### The data ###

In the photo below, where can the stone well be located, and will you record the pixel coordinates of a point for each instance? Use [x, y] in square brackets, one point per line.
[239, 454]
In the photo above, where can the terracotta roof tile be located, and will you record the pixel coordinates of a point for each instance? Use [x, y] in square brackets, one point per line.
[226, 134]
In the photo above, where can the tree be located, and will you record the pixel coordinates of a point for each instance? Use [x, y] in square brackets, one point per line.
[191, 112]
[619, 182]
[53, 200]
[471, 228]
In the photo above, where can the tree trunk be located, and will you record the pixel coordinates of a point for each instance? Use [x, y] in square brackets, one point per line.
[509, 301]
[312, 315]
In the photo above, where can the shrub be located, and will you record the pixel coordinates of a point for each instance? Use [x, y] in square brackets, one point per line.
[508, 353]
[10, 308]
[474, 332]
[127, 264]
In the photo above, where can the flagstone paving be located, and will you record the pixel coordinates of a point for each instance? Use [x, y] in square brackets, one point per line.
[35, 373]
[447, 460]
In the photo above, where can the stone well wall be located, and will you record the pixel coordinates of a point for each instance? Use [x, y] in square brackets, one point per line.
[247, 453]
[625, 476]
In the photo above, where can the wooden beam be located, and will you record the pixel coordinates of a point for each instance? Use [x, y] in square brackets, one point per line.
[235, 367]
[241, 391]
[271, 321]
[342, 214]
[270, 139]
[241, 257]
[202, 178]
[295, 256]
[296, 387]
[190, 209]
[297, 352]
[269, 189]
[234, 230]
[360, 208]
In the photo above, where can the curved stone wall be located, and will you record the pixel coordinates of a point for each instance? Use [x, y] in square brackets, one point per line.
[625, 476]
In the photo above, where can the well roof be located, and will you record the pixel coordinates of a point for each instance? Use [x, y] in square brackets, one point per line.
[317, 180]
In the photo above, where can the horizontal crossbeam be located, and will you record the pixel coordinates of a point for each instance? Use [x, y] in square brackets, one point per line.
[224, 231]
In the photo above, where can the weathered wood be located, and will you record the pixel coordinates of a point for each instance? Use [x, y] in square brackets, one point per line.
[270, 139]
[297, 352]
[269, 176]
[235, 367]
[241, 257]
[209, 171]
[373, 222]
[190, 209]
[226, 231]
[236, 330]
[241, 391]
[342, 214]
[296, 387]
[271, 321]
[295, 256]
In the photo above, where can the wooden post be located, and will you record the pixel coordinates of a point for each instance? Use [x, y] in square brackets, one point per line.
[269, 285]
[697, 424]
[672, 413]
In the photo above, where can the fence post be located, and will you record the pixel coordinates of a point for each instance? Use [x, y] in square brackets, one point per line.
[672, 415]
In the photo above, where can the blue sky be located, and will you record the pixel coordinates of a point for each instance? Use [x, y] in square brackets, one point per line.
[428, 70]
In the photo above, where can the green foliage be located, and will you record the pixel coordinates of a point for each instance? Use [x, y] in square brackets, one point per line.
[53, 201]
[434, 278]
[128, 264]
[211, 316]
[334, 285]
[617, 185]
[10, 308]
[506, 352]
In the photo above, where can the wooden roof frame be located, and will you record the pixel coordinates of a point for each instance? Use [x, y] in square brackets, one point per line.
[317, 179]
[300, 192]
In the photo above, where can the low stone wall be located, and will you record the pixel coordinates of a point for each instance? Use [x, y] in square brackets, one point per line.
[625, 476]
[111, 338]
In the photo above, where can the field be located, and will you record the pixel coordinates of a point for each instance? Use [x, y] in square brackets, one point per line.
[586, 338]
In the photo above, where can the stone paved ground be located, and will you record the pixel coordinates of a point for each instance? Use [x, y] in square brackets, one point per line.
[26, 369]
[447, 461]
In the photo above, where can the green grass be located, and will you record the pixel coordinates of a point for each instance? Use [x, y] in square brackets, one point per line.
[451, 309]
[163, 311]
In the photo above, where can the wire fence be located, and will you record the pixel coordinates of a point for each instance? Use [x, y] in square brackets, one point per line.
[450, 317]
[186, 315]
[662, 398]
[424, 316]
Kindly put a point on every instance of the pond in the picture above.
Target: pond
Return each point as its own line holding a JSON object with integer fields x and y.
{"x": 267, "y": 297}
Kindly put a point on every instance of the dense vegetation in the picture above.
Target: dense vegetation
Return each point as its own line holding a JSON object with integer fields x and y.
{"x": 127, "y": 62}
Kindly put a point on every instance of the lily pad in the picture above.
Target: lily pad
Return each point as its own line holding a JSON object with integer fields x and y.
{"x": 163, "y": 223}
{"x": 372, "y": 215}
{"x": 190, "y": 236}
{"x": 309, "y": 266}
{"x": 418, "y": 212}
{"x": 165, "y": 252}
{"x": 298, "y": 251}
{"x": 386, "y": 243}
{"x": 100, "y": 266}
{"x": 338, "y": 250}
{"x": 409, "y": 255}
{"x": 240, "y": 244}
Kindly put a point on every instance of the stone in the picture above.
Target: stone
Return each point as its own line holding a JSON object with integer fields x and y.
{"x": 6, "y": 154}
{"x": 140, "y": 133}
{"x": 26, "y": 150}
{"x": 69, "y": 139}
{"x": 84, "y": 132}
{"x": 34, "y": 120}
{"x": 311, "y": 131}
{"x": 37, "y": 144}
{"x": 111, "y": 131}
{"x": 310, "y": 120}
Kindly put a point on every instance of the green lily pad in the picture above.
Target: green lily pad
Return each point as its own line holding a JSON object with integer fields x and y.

###

> Written exercise
Copy each line of the data exactly, leaving nothing out.

> Written answer
In the photo below, where can the stone well be located, and will you record the pixel coordinates of a point for each instance? Use [x, y] in square brackets, one point per line.
[239, 454]
In the photo above, where can the terracotta roof tile be located, and will you record the pixel coordinates of a point for each instance? Use [x, y] in square brackets, one point per line.
[226, 134]
In the photo above, where can the tree be located, and will you record the pixel coordinates of a point for each instance? Use [x, y] in square brackets, one point per line.
[191, 112]
[619, 182]
[53, 200]
[471, 228]
In the photo above, where can the tree trunk be located, and will you record the pixel coordinates of a point for each instance? Use [x, y] in square brackets, one point per line.
[509, 301]
[312, 315]
In the photo above, where can the shrub be located, and will you record the pixel coordinates of a point for each instance? Use [x, y] in square brackets, one point per line.
[508, 353]
[10, 308]
[474, 332]
[127, 264]
In the photo above, where can the flagstone paving be located, and will you record the pixel coordinates of a point for each instance? Use [x, y] in square brackets, one point per line.
[35, 373]
[447, 460]
In the photo above, where can the stone well wall be located, and will you record the pixel coordinates of a point for each instance? Use [x, y] in square brackets, one point per line.
[247, 453]
[625, 476]
In the photo above, where can the wooden beam be located, and will you record the pixel coordinates of a point for each instance? Use [x, y] in square brackets, one point per line.
[235, 367]
[241, 391]
[271, 321]
[342, 214]
[270, 139]
[241, 257]
[202, 178]
[295, 256]
[296, 387]
[190, 209]
[297, 352]
[269, 189]
[234, 230]
[360, 208]
In the photo above, where can the curved stone wall be located, and will you record the pixel coordinates of a point for each instance? Use [x, y] in square brackets, one point per line.
[625, 476]
In the photo above, where can the well roof be located, and will you record the pixel coordinates of a point for each instance? Use [x, y] in square brackets, one point per line.
[317, 180]
In the photo above, where can the horizontal crossbeam be located, and will you record the pixel coordinates of a point for each instance? Use [x, y] in square brackets, one point per line.
[224, 231]
In the photo above, where can the weathered wood be located, and will you record the pixel coordinates of a point for each instance? Use [x, y] in square brackets, one point per line.
[270, 139]
[297, 352]
[269, 176]
[235, 367]
[241, 257]
[209, 171]
[373, 222]
[190, 209]
[226, 231]
[236, 330]
[241, 391]
[342, 214]
[296, 387]
[271, 321]
[295, 256]
In the photo above, where can the wooden post be located, and will you record the pixel coordinates of a point for each instance? Use [x, y] in square brackets, one point per line.
[269, 285]
[697, 424]
[672, 413]
In the photo above, where can the fence post be located, and will you record the pixel coordinates of a point for each instance? Use [x, y] in square brackets, one point per line.
[672, 415]
In the photo above, where can the blue sky be located, and will you record the pixel coordinates of a point for each instance? Use [x, y] in square brackets, one point per line.
[428, 70]
In the photo above, where can the green foliage be located, and will you record the pixel coordinates of a point for each instance? Use [x, y] in square brackets, one point per line.
[53, 201]
[434, 278]
[128, 264]
[211, 316]
[334, 285]
[617, 185]
[10, 308]
[506, 352]
In the photo above, where can the wooden roof frame be located, and will you record the pixel coordinates of a point for each instance? Use [x, y] in square brackets, one point per line.
[317, 179]
[300, 192]
In the photo above, where can the low stone wall be located, and will you record the pixel coordinates of a point for each instance? Use [x, y] in square brackets, one point per line.
[625, 476]
[111, 338]
In the photo above, where can the field be located, and will you record the pixel coordinates of a point for each instance? Use [x, y] in square brackets, one point per line.
[586, 338]
In the photo above, where can the stone paved ground be located, and will you record the pixel coordinates of a point for each instance? Use [x, y] in square brackets, one point per line.
[26, 369]
[447, 461]
In the photo above, where can the green grass be located, and will you record the pixel coordinates of a point for each instance? Use [x, y] in square brackets, one point per line.
[451, 309]
[163, 311]
In the photo above, where can the wire fence be located, and will you record the pixel coordinates of a point for each instance? Use [x, y] in square brackets, one point per line.
[450, 317]
[186, 315]
[662, 398]
[424, 316]
Kindly put a point on every instance of the pond in the picture above.
Target: pond
Return each point as its own line holding a JSON object with integer fields x and y.
{"x": 267, "y": 297}
Kindly put a point on every instance of the dense vegetation in the picture above.
Target: dense vegetation
Return each point as its own line holding a JSON object with integer fields x and y.
{"x": 127, "y": 62}
Kindly put a point on every instance of the lily pad in the picture above.
Target: lily pad
Return each point as its own line holding a JSON object with integer fields x and y.
{"x": 163, "y": 223}
{"x": 372, "y": 215}
{"x": 190, "y": 236}
{"x": 309, "y": 266}
{"x": 418, "y": 212}
{"x": 165, "y": 252}
{"x": 298, "y": 251}
{"x": 386, "y": 243}
{"x": 100, "y": 266}
{"x": 338, "y": 250}
{"x": 409, "y": 255}
{"x": 240, "y": 244}
Kindly put a point on every instance of the stone in the picture above.
Target: stone
Return each point as its own line holding a JSON object with integer fields x and y.
{"x": 6, "y": 154}
{"x": 140, "y": 133}
{"x": 26, "y": 150}
{"x": 69, "y": 139}
{"x": 84, "y": 132}
{"x": 34, "y": 120}
{"x": 311, "y": 131}
{"x": 37, "y": 144}
{"x": 111, "y": 131}
{"x": 310, "y": 120}
Kindly put a point on every instance of the green lily pad in the picture above.
Target: green lily pad
Return each point as its own line holding a JSON object with integer fields x and y.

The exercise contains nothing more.